Part of a data file
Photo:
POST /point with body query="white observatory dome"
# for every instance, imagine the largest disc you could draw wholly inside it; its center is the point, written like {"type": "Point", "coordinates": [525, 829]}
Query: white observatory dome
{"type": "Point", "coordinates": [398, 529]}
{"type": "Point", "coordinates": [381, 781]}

EXERCISE PROMPT:
Put the data above into a Markdown table with the columns Row and Line. Number each non-blank line in order and skip the blank ones.

WORKED SOLUTION:
| Row | Line |
|---|---|
| 1 | Photo: |
| 2 | POST /point with body query="white observatory dome" |
| 3 | # for every instance, imagine the largest disc you could draw wholly inside it; its center is the point, written like {"type": "Point", "coordinates": [525, 829]} |
| 4 | Query: white observatory dome |
| 5 | {"type": "Point", "coordinates": [398, 529]} |
| 6 | {"type": "Point", "coordinates": [381, 781]} |